== Listed records

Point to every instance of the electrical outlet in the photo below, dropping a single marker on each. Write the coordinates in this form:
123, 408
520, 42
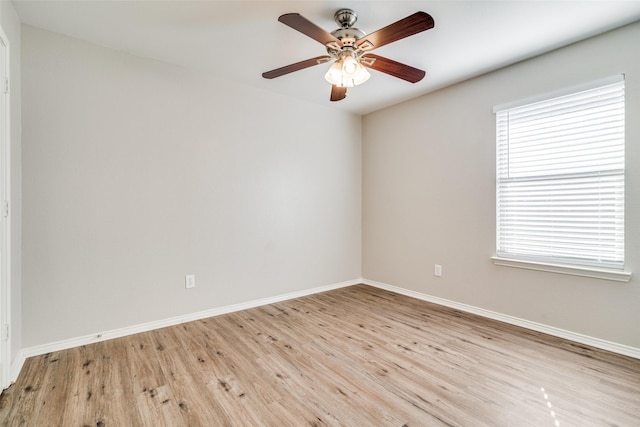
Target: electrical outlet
437, 271
190, 281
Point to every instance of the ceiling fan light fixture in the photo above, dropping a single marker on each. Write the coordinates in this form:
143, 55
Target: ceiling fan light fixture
347, 72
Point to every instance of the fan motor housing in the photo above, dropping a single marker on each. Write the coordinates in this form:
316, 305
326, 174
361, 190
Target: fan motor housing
345, 18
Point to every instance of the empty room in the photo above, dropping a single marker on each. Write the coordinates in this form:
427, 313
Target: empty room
287, 213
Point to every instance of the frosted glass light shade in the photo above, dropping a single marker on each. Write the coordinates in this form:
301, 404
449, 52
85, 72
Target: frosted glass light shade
347, 72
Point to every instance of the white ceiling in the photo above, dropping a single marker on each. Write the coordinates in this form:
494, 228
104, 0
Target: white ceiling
238, 40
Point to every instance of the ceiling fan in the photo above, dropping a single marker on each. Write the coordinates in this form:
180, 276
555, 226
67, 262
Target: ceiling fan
349, 48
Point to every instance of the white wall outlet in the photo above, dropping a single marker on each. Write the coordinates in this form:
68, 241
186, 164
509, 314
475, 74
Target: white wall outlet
190, 281
437, 271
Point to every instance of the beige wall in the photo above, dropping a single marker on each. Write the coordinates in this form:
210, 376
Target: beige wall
11, 26
137, 173
429, 195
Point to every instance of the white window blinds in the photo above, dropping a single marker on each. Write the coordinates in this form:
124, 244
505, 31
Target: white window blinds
560, 179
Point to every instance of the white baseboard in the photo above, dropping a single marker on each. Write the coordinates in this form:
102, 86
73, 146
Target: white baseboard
539, 327
25, 353
38, 350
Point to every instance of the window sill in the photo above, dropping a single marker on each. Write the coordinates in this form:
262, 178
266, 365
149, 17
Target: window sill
614, 275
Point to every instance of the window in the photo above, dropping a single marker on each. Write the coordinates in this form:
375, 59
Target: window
560, 179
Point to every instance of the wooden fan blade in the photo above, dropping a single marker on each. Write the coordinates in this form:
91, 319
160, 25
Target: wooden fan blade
393, 68
413, 24
338, 93
306, 27
296, 67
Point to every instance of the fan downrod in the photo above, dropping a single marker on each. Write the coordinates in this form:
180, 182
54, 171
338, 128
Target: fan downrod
345, 18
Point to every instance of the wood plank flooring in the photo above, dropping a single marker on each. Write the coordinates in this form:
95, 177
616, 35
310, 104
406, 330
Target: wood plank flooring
357, 356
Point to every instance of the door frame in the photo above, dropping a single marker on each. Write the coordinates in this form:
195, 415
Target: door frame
5, 218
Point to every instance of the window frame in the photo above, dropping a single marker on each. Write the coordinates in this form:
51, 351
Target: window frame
550, 265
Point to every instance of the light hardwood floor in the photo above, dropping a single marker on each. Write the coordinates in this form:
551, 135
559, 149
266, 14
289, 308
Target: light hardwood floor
357, 356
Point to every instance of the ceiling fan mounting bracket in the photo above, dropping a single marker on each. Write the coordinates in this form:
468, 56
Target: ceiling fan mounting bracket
345, 18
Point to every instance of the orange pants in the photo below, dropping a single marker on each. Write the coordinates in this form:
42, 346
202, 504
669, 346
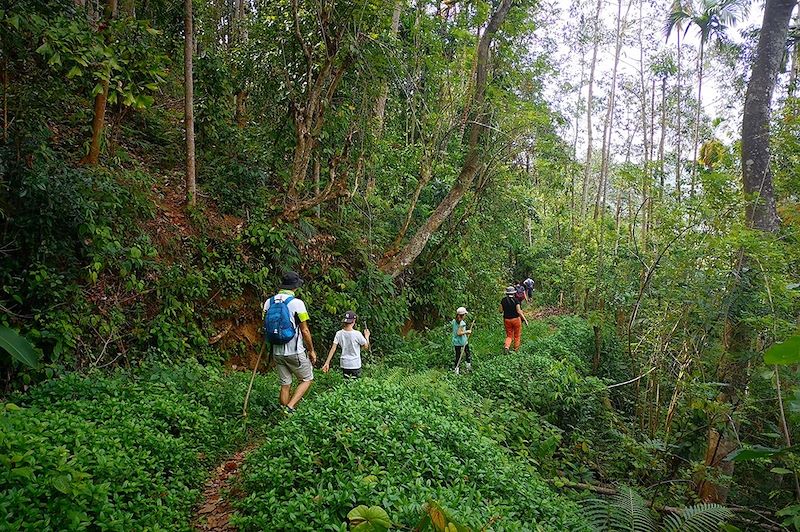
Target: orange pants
513, 331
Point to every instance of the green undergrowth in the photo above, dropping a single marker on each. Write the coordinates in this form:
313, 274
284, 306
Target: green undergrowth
396, 444
411, 432
122, 451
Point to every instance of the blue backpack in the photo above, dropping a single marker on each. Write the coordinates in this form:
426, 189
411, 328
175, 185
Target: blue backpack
278, 327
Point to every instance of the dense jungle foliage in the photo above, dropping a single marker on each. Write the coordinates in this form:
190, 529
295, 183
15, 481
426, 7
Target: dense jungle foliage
162, 165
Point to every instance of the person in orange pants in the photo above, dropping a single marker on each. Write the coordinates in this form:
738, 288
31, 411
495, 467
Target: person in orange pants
513, 318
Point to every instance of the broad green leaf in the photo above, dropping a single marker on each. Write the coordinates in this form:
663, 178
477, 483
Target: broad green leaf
18, 347
24, 472
784, 353
366, 519
62, 483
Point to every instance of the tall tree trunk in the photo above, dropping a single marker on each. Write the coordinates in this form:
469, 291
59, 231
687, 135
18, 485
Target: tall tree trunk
240, 35
5, 100
587, 170
188, 103
760, 214
757, 177
697, 118
608, 126
396, 264
380, 104
678, 132
100, 101
663, 133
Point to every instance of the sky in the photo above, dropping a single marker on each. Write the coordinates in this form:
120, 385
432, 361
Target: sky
720, 98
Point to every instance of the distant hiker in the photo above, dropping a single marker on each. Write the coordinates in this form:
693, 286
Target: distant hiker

====

### [Work required]
Copy out all of the material above word for word, leaving out the pictures.

### [Worked answer]
Point to every instance of the electrical outlet in the photo below, dropping a single marker on each. Write the coordinates in this form:
123, 408
520, 42
Target: electrical outlet
437, 271
190, 281
Point to every instance of the ceiling fan light fixture in the photo above, dropping a single marker on each. Write the coordinates in this form:
143, 55
Target: ceiling fan light fixture
347, 72
Point to every instance of the fan motor housing in the photo above, dropping a single marker on each. Write the coordinates in this form:
316, 305
326, 174
361, 190
Target: fan motor housing
345, 18
Point to every instance of the empty room in the photo above, dropping a single marker on each. Write the coordinates in this form:
427, 313
Target: empty room
287, 213
Point to every instance of the frosted glass light shade in the photo above, dropping a single marker on each. Write the coordinates in this form:
301, 404
449, 52
85, 72
Target: frosted glass light shade
347, 72
Point to every instance of the white ceiling in the photo above, dropping a single marker on each. Write the coordinates in this form:
494, 228
104, 0
Target: white ceiling
238, 40
Point to every instance of the ceiling fan in the photo above, dropping a single marker on each. Write the coordinates in this form:
180, 276
555, 226
67, 262
Target: ceiling fan
349, 48
Point to every instance of the white wall outlet in the photo above, dropping a single marker on each. Write the coordinates in this form:
68, 241
186, 164
509, 314
475, 74
Target: white wall outlet
190, 281
437, 271
Point to every instance of the beige wall in the photo above, dropping a single marker on each. Write the coordinates in this form:
210, 376
Target: beige wall
11, 26
137, 173
429, 195
Point to every instance of the white window blinds in the photo above, dropping a single marker on each. Write the coordinates in this form:
124, 244
505, 31
Target: white window blinds
560, 179
Point to every instance of the white baseboard in the photo above, dropping a single marker on each. Write the coordinates in this form:
102, 86
73, 146
Target: white baseboard
539, 327
25, 353
38, 350
Point to every instance of the window sill in the photo above, dropping a single marker on each. Write the coordinates in this form:
262, 178
266, 365
149, 17
Target: window sill
614, 275
Point to every instance of the window in the photo above, dropping a single marker on each. Write the coordinates in this form:
375, 59
Target: window
560, 179
Point to every instance of the wooden fan blade in the photo above, dropping a single marker on each. Write the coordinates in this form:
91, 319
160, 25
Target: wooden fan blade
393, 68
413, 24
338, 93
306, 27
296, 67
Point to every instance of the fan downrod in the photo above, dropping a single marker on each. Write the coordinates in this form:
180, 182
54, 171
338, 128
Target: fan downrod
345, 18
Point to every instance of the wood plank flooring in the photo above, dropping a single marker on each. Write the coordinates in this form:
95, 177
616, 35
310, 104
406, 330
Target: wood plank flooring
357, 356
Point to every instance of the door frame in the photo above, dropping a single marker on each. Write the coordinates in this form:
195, 415
Target: door frame
5, 218
Point to every instance of the window frame in the photo above, dropping a single marker on each. Write the coordinates in this form:
51, 351
Target: window frame
550, 265
Point to every instance of the light hardwood floor in the photo above, dropping a single marker on each. Write the coordinates in this form:
551, 135
559, 149
266, 14
289, 308
Target: light hardwood floor
357, 356
Point to every instance of the ceiling fan mounting bracket in the photo above, dropping a single marker on each. Write the coordinates in this form:
468, 56
Target: ceiling fan mounting bracket
345, 18
Point to every instance of the orange pants in the photo below, dropping a single marker on each. Write the coordinates in this form:
42, 346
202, 504
669, 346
Target: orange pants
513, 331
Point to every instance of the green undergrowth in the photo above, dropping a single marker on each. Write the coordinates in this form:
313, 274
284, 306
Target: green undergrowth
396, 444
411, 432
122, 451
Point to every instance of the blue backpack in the photo above, dropping a single marker on each. Write the coordinates in this form:
426, 189
411, 328
175, 185
Target: blue backpack
278, 327
Point to every instance of the dense jungle foliage in the photo above, dropping a single marker on each. Write the coordinates in this form:
190, 529
295, 183
15, 481
426, 7
Target: dense jungle foliage
162, 165
Point to every instance of the person in orange pants in the photo above, dropping a single marker on each. Write the coordinates in this form:
738, 288
31, 411
495, 467
Target: person in orange pants
513, 318
Point to every instance of the broad green leaf in the photo above, dropping a single marker on each. Write the coordinates in this form:
663, 178
477, 483
Target: broad green leaf
18, 347
24, 472
784, 353
366, 519
62, 483
Point to every instance of the tall tree trunk in the photo above, dropping a single marker on each. Write the coordinates in this form:
469, 291
59, 231
687, 135
18, 485
Target: tall tree trunk
240, 35
5, 100
587, 170
188, 103
760, 214
757, 177
697, 118
608, 126
396, 264
380, 104
678, 132
100, 101
663, 133
Point to every instance of the sky in the photo above, dropping a single marker on each. Write the coordinates in this form:
120, 385
432, 361
Target: sky
720, 98
Point to every instance of the distant hiker in the photo above, dropping a single marker on each. Write the coordinates in this form:
693, 286
Target: distant hiker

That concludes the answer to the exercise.